## EXERCISE
Arrange the material below as a JSON list of strings, one string per line, leaving out any blank lines.

## SUPPLIED DATA

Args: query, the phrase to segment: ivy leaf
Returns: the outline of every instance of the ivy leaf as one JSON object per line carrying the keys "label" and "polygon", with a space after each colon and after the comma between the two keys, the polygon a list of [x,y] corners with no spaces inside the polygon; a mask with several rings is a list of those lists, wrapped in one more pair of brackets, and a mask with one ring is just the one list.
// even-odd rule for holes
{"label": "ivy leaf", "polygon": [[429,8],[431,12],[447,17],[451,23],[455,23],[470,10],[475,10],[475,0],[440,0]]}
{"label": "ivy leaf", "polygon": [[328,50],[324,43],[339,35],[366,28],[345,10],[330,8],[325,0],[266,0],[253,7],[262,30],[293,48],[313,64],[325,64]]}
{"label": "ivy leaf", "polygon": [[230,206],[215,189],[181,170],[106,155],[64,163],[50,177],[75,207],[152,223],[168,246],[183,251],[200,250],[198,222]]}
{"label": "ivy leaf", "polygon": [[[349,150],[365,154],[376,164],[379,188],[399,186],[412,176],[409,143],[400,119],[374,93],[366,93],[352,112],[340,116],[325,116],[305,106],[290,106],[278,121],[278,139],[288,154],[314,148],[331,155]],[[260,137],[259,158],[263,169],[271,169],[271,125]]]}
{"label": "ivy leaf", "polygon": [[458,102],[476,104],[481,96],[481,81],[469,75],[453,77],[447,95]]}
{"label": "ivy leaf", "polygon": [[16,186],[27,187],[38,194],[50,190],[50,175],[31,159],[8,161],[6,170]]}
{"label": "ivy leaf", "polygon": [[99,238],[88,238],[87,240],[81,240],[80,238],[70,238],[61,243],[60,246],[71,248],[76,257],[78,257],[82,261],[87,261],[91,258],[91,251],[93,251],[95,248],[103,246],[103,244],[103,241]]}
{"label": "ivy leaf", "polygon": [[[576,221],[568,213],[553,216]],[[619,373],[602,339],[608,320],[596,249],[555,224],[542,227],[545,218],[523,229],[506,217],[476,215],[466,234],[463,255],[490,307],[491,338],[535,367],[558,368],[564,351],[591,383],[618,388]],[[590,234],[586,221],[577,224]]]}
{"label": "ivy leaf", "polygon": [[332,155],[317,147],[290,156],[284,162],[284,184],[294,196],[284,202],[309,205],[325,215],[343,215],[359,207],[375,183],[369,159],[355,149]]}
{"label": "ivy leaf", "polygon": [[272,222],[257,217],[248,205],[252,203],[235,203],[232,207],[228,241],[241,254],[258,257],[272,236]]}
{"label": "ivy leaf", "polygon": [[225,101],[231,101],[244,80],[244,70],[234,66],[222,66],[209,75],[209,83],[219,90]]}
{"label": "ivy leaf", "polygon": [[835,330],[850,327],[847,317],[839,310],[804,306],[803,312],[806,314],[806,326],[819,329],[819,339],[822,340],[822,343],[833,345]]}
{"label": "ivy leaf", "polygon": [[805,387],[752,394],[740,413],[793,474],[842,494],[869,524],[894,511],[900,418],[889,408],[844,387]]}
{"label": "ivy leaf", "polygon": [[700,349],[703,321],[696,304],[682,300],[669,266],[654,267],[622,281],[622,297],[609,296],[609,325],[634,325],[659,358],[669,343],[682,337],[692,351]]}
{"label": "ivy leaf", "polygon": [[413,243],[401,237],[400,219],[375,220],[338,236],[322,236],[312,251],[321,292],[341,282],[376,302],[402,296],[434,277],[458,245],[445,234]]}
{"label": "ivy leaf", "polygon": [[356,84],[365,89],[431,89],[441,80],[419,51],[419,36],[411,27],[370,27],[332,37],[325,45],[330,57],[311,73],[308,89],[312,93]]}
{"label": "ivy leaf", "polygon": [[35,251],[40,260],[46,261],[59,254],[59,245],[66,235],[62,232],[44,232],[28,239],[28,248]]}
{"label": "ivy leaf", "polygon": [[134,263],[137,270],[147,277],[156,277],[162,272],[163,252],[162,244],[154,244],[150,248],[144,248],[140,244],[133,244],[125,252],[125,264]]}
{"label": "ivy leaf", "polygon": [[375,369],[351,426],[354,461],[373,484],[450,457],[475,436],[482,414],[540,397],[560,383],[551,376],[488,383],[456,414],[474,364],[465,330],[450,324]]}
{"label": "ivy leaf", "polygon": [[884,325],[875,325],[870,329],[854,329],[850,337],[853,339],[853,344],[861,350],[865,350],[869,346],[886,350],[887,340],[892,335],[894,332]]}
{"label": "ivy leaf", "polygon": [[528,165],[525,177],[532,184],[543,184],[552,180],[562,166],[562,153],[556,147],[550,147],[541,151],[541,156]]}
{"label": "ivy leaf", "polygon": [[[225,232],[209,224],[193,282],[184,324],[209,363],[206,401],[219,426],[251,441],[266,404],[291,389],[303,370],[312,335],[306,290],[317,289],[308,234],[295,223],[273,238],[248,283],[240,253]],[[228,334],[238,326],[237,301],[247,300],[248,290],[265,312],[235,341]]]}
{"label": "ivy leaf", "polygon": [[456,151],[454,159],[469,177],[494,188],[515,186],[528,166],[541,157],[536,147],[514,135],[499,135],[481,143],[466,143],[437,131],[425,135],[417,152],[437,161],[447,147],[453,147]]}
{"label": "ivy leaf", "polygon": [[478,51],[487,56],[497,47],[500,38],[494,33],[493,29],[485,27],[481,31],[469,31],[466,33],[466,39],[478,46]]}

## ANSWER TO THIS EXERCISE
[
  "Args: query, the phrase to segment: ivy leaf",
  "Returns: the outline of every instance of the ivy leaf as one JSON object per line carrying the keys \"label\" and \"polygon\", with a space after each colon and after the comma between the two keys, the polygon a list of [x,y] corners with no spaces inside the polygon; a mask with several rings is a list of those lists, wrapped in one more pair of brackets, and a mask with one ring is just the one list.",
  "// even-odd rule for holes",
  "{\"label\": \"ivy leaf\", \"polygon\": [[429,8],[431,12],[447,17],[451,23],[455,23],[470,10],[475,10],[475,0],[440,0]]}",
  "{\"label\": \"ivy leaf\", \"polygon\": [[328,50],[324,43],[339,35],[366,28],[345,10],[330,8],[325,0],[266,0],[253,7],[262,30],[293,48],[313,64],[325,64]]}",
  "{\"label\": \"ivy leaf\", \"polygon\": [[230,206],[215,189],[181,170],[106,155],[64,163],[50,177],[75,207],[152,223],[168,246],[183,251],[200,250],[198,222]]}",
  "{\"label\": \"ivy leaf\", \"polygon\": [[[349,150],[365,154],[376,164],[379,188],[399,186],[412,176],[409,143],[400,119],[374,93],[366,93],[352,112],[340,116],[325,116],[305,106],[290,106],[278,121],[278,139],[288,154],[314,148],[331,155]],[[260,137],[259,158],[263,169],[271,169],[271,125]]]}",
  "{\"label\": \"ivy leaf\", \"polygon\": [[458,102],[476,104],[481,96],[481,81],[469,75],[453,77],[447,95]]}",
  "{\"label\": \"ivy leaf\", \"polygon\": [[16,186],[27,187],[38,194],[50,190],[50,175],[31,159],[8,161],[6,170]]}",
  "{\"label\": \"ivy leaf\", \"polygon\": [[99,238],[88,238],[87,240],[81,240],[80,238],[70,238],[61,243],[60,246],[71,248],[76,257],[78,257],[82,261],[87,261],[91,258],[91,251],[93,251],[95,248],[103,246],[103,244],[103,241]]}",
  "{\"label\": \"ivy leaf\", \"polygon\": [[[576,221],[568,213],[553,216]],[[619,373],[602,339],[608,320],[596,249],[555,224],[542,227],[545,218],[523,229],[506,217],[476,215],[466,234],[463,255],[490,307],[491,338],[535,367],[558,368],[564,351],[591,383],[618,388]],[[590,234],[586,221],[577,224]]]}",
  "{\"label\": \"ivy leaf\", \"polygon\": [[332,155],[317,147],[290,156],[284,162],[284,184],[294,196],[284,202],[309,205],[325,215],[343,215],[359,207],[375,183],[369,159],[355,149]]}",
  "{\"label\": \"ivy leaf\", \"polygon\": [[272,222],[257,217],[248,205],[252,203],[235,203],[232,207],[228,241],[241,254],[258,257],[272,236]]}",
  "{\"label\": \"ivy leaf\", \"polygon\": [[225,101],[231,101],[244,80],[244,70],[234,66],[222,66],[209,75],[209,83],[219,90]]}",
  "{\"label\": \"ivy leaf\", \"polygon\": [[835,330],[850,327],[847,317],[839,310],[804,306],[803,312],[806,314],[806,326],[819,329],[819,339],[822,340],[822,343],[833,345]]}",
  "{\"label\": \"ivy leaf\", \"polygon\": [[805,387],[752,394],[740,413],[793,474],[842,494],[869,524],[894,511],[900,418],[889,408],[844,387]]}",
  "{\"label\": \"ivy leaf\", \"polygon\": [[700,349],[703,321],[696,304],[682,300],[669,266],[654,267],[622,281],[622,297],[609,296],[609,325],[634,325],[659,358],[669,343],[682,337],[692,351]]}",
  "{\"label\": \"ivy leaf\", \"polygon\": [[413,243],[401,237],[400,219],[375,220],[338,236],[322,236],[312,251],[321,292],[341,282],[376,302],[402,296],[434,277],[458,245],[445,234]]}",
  "{\"label\": \"ivy leaf\", \"polygon\": [[356,84],[365,89],[431,89],[441,80],[419,51],[419,36],[411,27],[370,27],[332,37],[325,45],[330,57],[311,73],[308,89],[312,93]]}",
  "{\"label\": \"ivy leaf\", \"polygon\": [[35,251],[40,260],[46,261],[59,254],[59,245],[66,235],[62,232],[44,232],[28,239],[28,248]]}",
  "{\"label\": \"ivy leaf\", \"polygon\": [[134,263],[137,270],[147,277],[156,277],[162,272],[163,252],[162,244],[154,244],[150,248],[144,248],[140,244],[133,244],[125,252],[125,264]]}",
  "{\"label\": \"ivy leaf\", \"polygon\": [[375,369],[351,426],[354,461],[373,484],[450,457],[475,436],[482,414],[540,397],[560,383],[551,376],[488,383],[456,414],[474,364],[465,330],[450,324]]}",
  "{\"label\": \"ivy leaf\", \"polygon\": [[884,325],[875,325],[870,329],[854,329],[850,337],[853,339],[853,344],[861,350],[865,350],[869,346],[886,350],[887,340],[892,335],[894,332]]}",
  "{\"label\": \"ivy leaf\", \"polygon\": [[528,165],[525,177],[532,184],[543,184],[552,180],[562,166],[562,153],[556,147],[550,147],[541,151],[541,156]]}",
  "{\"label\": \"ivy leaf\", \"polygon\": [[[225,232],[209,224],[193,282],[184,324],[209,363],[206,401],[219,426],[251,441],[266,404],[291,389],[303,370],[312,335],[306,290],[317,289],[308,234],[295,223],[273,238],[248,283],[240,253]],[[228,334],[238,326],[237,301],[247,300],[248,290],[265,312],[235,341]]]}",
  "{\"label\": \"ivy leaf\", \"polygon\": [[456,151],[454,159],[469,177],[494,188],[515,186],[528,166],[541,157],[536,147],[514,135],[499,135],[481,143],[466,143],[437,131],[425,135],[417,152],[437,161],[447,147],[453,147]]}",
  "{\"label\": \"ivy leaf\", \"polygon\": [[478,51],[487,56],[497,47],[500,38],[494,33],[493,29],[485,27],[481,31],[469,31],[466,33],[466,39],[478,46]]}"
]